Write out every one of the records below word for word, leaving the pictures out of your answer.

-------------------------

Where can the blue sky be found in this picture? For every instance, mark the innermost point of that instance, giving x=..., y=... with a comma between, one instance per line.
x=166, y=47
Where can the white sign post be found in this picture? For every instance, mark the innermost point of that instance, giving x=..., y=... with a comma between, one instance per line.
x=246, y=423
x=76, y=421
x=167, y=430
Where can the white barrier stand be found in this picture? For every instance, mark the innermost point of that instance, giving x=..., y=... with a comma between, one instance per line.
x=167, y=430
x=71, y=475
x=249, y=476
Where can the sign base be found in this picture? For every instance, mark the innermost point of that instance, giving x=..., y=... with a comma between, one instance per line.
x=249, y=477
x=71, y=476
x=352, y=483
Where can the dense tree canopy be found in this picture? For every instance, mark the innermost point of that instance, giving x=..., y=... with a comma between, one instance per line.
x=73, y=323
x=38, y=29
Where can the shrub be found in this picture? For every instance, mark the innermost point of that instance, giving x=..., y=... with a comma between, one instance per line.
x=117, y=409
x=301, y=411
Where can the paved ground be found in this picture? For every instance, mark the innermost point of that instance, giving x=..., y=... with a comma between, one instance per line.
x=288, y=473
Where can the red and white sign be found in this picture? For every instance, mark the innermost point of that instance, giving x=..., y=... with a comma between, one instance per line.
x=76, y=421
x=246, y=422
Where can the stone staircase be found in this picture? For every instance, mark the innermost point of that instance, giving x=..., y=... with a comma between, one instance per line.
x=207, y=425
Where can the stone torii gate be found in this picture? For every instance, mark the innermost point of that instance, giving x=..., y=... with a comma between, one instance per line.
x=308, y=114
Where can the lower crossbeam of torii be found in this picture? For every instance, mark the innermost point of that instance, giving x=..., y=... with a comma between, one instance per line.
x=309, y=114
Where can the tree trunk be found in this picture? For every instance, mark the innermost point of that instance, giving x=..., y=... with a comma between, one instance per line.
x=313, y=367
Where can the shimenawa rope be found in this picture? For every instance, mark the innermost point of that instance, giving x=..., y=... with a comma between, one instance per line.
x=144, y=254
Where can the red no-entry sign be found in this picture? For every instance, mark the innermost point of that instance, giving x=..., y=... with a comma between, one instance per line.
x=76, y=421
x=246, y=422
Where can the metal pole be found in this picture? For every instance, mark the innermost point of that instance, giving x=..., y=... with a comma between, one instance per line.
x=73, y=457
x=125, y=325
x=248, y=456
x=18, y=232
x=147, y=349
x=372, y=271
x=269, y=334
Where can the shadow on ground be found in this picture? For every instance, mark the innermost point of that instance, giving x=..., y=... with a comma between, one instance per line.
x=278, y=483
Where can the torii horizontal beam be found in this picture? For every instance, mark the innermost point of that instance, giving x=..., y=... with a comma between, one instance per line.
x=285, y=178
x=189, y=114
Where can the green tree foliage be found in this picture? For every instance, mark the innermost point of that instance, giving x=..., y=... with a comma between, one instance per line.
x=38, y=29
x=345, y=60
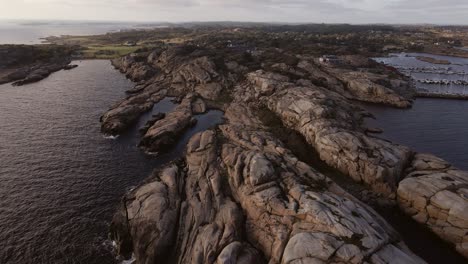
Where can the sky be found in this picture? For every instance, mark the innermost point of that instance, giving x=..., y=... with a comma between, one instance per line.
x=295, y=11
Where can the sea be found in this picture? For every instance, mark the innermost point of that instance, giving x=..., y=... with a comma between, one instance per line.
x=62, y=179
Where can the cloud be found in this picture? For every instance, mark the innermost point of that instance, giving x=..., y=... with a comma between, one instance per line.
x=329, y=11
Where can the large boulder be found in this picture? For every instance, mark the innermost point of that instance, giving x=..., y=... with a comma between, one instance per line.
x=435, y=194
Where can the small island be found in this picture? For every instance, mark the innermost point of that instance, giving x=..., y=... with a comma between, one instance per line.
x=433, y=60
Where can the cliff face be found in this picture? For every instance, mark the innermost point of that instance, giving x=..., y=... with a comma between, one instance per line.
x=24, y=64
x=239, y=195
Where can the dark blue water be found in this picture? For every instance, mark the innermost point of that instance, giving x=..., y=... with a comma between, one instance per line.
x=31, y=32
x=61, y=180
x=437, y=126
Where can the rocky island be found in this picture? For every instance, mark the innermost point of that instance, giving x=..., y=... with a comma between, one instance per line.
x=22, y=64
x=241, y=193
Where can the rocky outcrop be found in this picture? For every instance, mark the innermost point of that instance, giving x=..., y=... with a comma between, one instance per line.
x=165, y=132
x=125, y=113
x=133, y=68
x=330, y=123
x=435, y=194
x=171, y=75
x=23, y=64
x=242, y=197
x=186, y=215
x=363, y=86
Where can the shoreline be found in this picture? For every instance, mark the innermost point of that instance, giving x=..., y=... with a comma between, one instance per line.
x=272, y=90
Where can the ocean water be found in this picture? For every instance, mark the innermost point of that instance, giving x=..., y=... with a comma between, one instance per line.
x=437, y=126
x=408, y=64
x=61, y=179
x=31, y=32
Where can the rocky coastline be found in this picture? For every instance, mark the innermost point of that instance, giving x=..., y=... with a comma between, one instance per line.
x=240, y=195
x=22, y=64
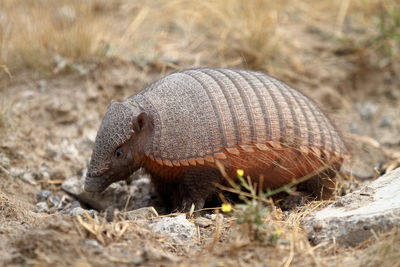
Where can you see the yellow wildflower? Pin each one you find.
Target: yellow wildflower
(226, 207)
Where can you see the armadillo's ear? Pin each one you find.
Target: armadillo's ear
(140, 122)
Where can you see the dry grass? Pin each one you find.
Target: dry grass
(105, 232)
(35, 34)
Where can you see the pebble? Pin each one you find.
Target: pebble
(368, 110)
(25, 176)
(29, 177)
(41, 207)
(44, 173)
(203, 222)
(91, 242)
(211, 216)
(181, 231)
(43, 195)
(4, 161)
(386, 122)
(54, 201)
(65, 200)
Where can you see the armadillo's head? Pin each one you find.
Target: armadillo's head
(115, 155)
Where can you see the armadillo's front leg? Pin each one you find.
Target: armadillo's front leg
(196, 187)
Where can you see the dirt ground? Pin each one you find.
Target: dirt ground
(48, 124)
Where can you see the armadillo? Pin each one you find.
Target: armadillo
(180, 126)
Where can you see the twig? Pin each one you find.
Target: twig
(4, 170)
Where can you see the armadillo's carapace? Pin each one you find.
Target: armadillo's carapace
(178, 127)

-------------------------

• [TASK ANSWER]
Where can the blue sky be found in this picture? For every instance, mark the innermost point of that instance, giving x=..., y=... with a comma between, one instance per line.
x=166, y=47
Where can the white sign post be found in this picture? For every instance, mark the innermost point of that instance, giving x=..., y=... with a comma between, one instance per line.
x=246, y=423
x=76, y=421
x=167, y=430
Where can the white barrier stand be found in this picture? For every instance, mark the innermost point of that instance, giving x=..., y=... with a comma between, one instance per line.
x=167, y=430
x=71, y=475
x=249, y=476
Where can the sign base be found in this picture? For every instance, mark the innermost point of that instance, giving x=..., y=... with a comma between, one instance per line.
x=249, y=477
x=71, y=476
x=352, y=483
Where can the dense tree canopy be found in this picture? For every instance, mark the innermost point of that instance, giving x=..., y=... with a comma between, one instance per line.
x=73, y=323
x=38, y=29
Where can the shrub be found in this picture? For every instance, mark the innermost point of that instance, giving x=..., y=... with a comma between, one instance per line.
x=117, y=409
x=301, y=411
Where can the paved ground be found in this picture? For every instance, mark the innermost point of that instance, giving x=..., y=... with a comma between, one instance per line.
x=288, y=473
Where can the red and white sign be found in this picture? For every instance, mark the innermost point of that instance, giving x=..., y=... with a comma between, one instance per line.
x=76, y=421
x=246, y=422
Where can the stone staircase be found in this picture? For every instance, mark the innermost point of that instance, giving x=..., y=... with a comma between, one instance per line.
x=207, y=425
Where can the stone torii gate be found in this picture? For every instance, mark the innermost point of that instance, giving x=..., y=... with a comma between, one instance per line.
x=308, y=114
Where can the lower crossbeam of torii be found in this picture? For every instance, mark the innermost point of that instance, giving x=..., y=... with a comma between, one instance per line.
x=309, y=114
Where can the tree trunk be found in this picture? For every instance, mark the innermost point of that instance, giving x=..., y=... with a comma between, one instance per line.
x=313, y=367
Where can the shimenawa rope be found in this picture? For every instance, mark the innermost point of that instance, giving x=..., y=... with a comma between, one instance per line.
x=144, y=254
Where can the red no-entry sign be found in this picture? For every instance, mark the innermost point of that instance, giving x=..., y=... with a comma between, one instance per line.
x=76, y=421
x=246, y=422
Where can the metal pole be found in this picture? For every instance, mark the innermost point of that instance, giving x=..., y=... with a comma between, one instance per line.
x=73, y=457
x=125, y=325
x=248, y=456
x=18, y=232
x=147, y=349
x=372, y=271
x=269, y=334
Where can the shadow on ground be found in this picture? For every instance, mark the innermost point of that instance, giving x=..., y=... with a comma between, one instance per line.
x=278, y=483
Where can the torii horizontal beam be found in this picture? For every instance, mark the innermost point of that instance, giving x=..., y=... with a comma between, one instance per line.
x=285, y=178
x=189, y=114
Where can the green tree foliage be found in this picture? For every instance, mark the innermost point of that instance, giving x=..., y=... with a comma between, one instance per line.
x=38, y=29
x=345, y=60
Where can the sky be found in this picture? For every instance, mark the innermost point of that instance, giving x=..., y=... with a comma between, one instance per line.
x=295, y=11
Where can the sea be found in this picture? For every instance, mark the innermost point of that instance, giving x=..., y=... with a comma between, one instance per line.
x=62, y=179
Where can the cloud be found in this picture? For every instance, mark the innermost point of that instance, giving x=..., y=... with a comma between, one instance per line.
x=329, y=11
Where can the large boulder be found in this picture? For every instance, mark the innermost point of that instance, giving x=..., y=... with a comma between, one instance per line.
x=435, y=194
Where can the small island be found in this picture? For every instance, mark the innermost point of that instance, giving x=..., y=... with a comma between, one instance per line.
x=433, y=60
Where can the cliff face be found in this picture? For every instance, mark the innermost point of that instance, giving x=..., y=... with a comma between, one instance per line.
x=24, y=64
x=239, y=195
Where can the dark blue water be found in this picture? For every instance, mark the innermost point of that instance, giving x=..., y=... with a comma between, one instance per line.
x=31, y=32
x=61, y=180
x=437, y=126
Where can the rocky island be found in this picture? For every instance, mark the innermost point of that instance, giving x=..., y=... with a comma between, one instance per line.
x=22, y=64
x=241, y=193
Where can the rocky outcrop be found in this picture? For every instance, mark the innermost point of that instance, giving x=..., y=... with a comma between, one instance per line.
x=165, y=132
x=125, y=113
x=133, y=68
x=330, y=123
x=435, y=194
x=171, y=75
x=23, y=64
x=242, y=197
x=186, y=215
x=363, y=86
Where can the shoreline be found in this picture? For every instance, mark the innermost point of that instance, giving x=..., y=... with a comma between, one instance per line.
x=272, y=90
Where can the ocean water be found in this picture? For every instance, mark the innermost point of that instance, giving x=..., y=... with a comma between, one instance per line.
x=437, y=126
x=408, y=64
x=61, y=179
x=31, y=32
Where can the rocky coastline be found in this picture? For every instance, mark the innermost point of that instance, giving x=..., y=... with a comma between, one instance per line.
x=240, y=195
x=22, y=64
Where can you see the yellow wildflower? Pin each one you find.
Target: yellow wildflower
(226, 207)
Where can you see the armadillo's ear? Pin each one you find.
Target: armadillo's ear
(140, 122)
Where can you see the dry grass? Pin each one you find.
Target: dry grass
(105, 232)
(35, 34)
Where can you see the pebble? Pin each one you find.
Target: pebble
(368, 110)
(25, 176)
(29, 177)
(41, 207)
(44, 173)
(203, 222)
(91, 242)
(211, 216)
(181, 231)
(43, 195)
(4, 161)
(386, 122)
(54, 201)
(65, 200)
Where can you see the armadillo's head? Pin each one you find.
Target: armadillo's head
(115, 155)
Where can you see the armadillo's front leg? Pin each one you find.
Target: armadillo's front leg
(196, 187)
Where can you see the dirt ground? Pin each one you find.
Target: dirt ground
(48, 124)
Where can you see the armadillo? Pin each one you find.
Target: armadillo
(180, 126)
Where can you see the twig? Pin each one you find.
Target: twig
(4, 170)
Where can you see the armadillo's carapace? Pin each one you find.
Target: armadillo's carapace
(178, 127)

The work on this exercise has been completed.